▸ **WHAT IS NEEDED**:
In the provider profile below, reproduce everything from "Tell us about" down to "options is amazing." word for word.

By Interactive Metronome, Bricole Reincke - May 1, 2015
Name: Dr. Robyn Rakov, O.D., F.C.O.V.D.
Type of Professional: Behavioral Optometrist
Years using IM: 15
Facility Name: Vision Development Center
Location: Laguna Hills, CA
Population(s) Served: All ages, from 5-90. As an Optometrist, I deal with a lot of visual processing, processing speed and neuro-rehabilitation (stroke, head injury, etc.). However, we also deal with other problems caused by vision, like learning disabilities, developmental disorders and ADHD.
What made you look into IM? Years and years ago, a mother brought in a unit to my facility for me to work with her child. The idea of IM training aligned naturally with many Optometrists’ use of metronomes, especially with motor tasks. After reading some of the information, I was a bit skeptical, but I am happy I gave it a try and I have never looked back. I was one of first Providers in my area, one of the earliest in the US actually.
Tell us about your business (patients served, size of practice, services offered, how often you use IM and IM-Home in daily practice): We like to use IM regularly, I just love what it has done for my clients. We do a lot of Neuro-Optometric rehabilitation therapy and vision therapy, which means we use a lot of treatment modalities designed to optimize the visual-motor, visual-perceptual and visual information processing dysfunction in our clients. IM training has been an excellent addition to my toolbox and we like to use it as a stand-alone program and in combination with other modalities.
What is your favorite thing about Interactive Metronome®? I really appreciate how quickly clients show improvement with IM. Not only that, many clients find that they improve in areas that were not expected. Seeing the change in a person with such non-invasive, non-medicated options is amazing.
What other modalities do you use in your practice that you like to combine with IM? We use a variety of vision therapy tools, including eye tracking, reading tests, lenses, hands-on exercises, etc.

▸ **EXCERPTED RECORDS**:
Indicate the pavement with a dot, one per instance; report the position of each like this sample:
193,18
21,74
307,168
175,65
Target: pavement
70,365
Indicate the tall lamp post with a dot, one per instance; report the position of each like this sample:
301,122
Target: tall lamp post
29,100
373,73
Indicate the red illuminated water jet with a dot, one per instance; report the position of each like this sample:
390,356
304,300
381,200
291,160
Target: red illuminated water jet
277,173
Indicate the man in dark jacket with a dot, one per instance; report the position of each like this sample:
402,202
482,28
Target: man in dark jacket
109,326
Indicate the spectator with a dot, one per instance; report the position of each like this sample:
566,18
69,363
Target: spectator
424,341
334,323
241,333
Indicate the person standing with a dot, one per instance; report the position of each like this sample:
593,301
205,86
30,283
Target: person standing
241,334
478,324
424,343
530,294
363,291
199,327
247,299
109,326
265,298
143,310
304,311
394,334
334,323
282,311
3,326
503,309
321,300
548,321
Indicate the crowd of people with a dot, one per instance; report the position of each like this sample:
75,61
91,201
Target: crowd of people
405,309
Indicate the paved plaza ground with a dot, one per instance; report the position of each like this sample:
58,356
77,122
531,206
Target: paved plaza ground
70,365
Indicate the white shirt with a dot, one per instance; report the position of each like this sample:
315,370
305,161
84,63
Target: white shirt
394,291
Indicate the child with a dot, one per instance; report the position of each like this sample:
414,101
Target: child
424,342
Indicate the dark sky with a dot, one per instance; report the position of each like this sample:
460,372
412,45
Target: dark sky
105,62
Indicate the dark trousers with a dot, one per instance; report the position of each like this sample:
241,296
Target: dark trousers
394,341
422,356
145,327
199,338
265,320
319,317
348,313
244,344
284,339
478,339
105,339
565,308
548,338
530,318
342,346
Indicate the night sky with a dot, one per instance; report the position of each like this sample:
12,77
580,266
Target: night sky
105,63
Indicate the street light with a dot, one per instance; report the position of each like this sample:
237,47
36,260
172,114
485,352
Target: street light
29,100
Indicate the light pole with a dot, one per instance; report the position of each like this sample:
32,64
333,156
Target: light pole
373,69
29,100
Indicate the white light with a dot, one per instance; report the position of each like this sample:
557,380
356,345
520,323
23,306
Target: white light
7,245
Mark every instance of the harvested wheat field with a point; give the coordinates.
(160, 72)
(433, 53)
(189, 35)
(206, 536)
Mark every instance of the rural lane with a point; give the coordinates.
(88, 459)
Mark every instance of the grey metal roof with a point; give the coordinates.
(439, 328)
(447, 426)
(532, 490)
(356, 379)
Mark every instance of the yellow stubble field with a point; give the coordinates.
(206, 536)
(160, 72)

▸ **PROBLEM SOLUTION**:
Tell us about your business (patients served, size of practice, services offered, how often you use IM and IM-Home in daily practice): We like to use IM regularly, I just love what it has done for my clients. We do a lot of Neuro-Optometric rehabilitation therapy and vision therapy, which means we use a lot of treatment modalities designed to optimize the visual-motor, visual-perceptual and visual information processing dysfunction in our clients. IM training has been an excellent addition to my toolbox and we like to use it as a stand-alone program and in combination with other modalities.
What is your favorite thing about Interactive Metronome®? I really appreciate how quickly clients show improvement with IM. Not only that, many clients find that they improve in areas that were not expected. Seeing the change in a person with such non-invasive, non-medicated options is amazing.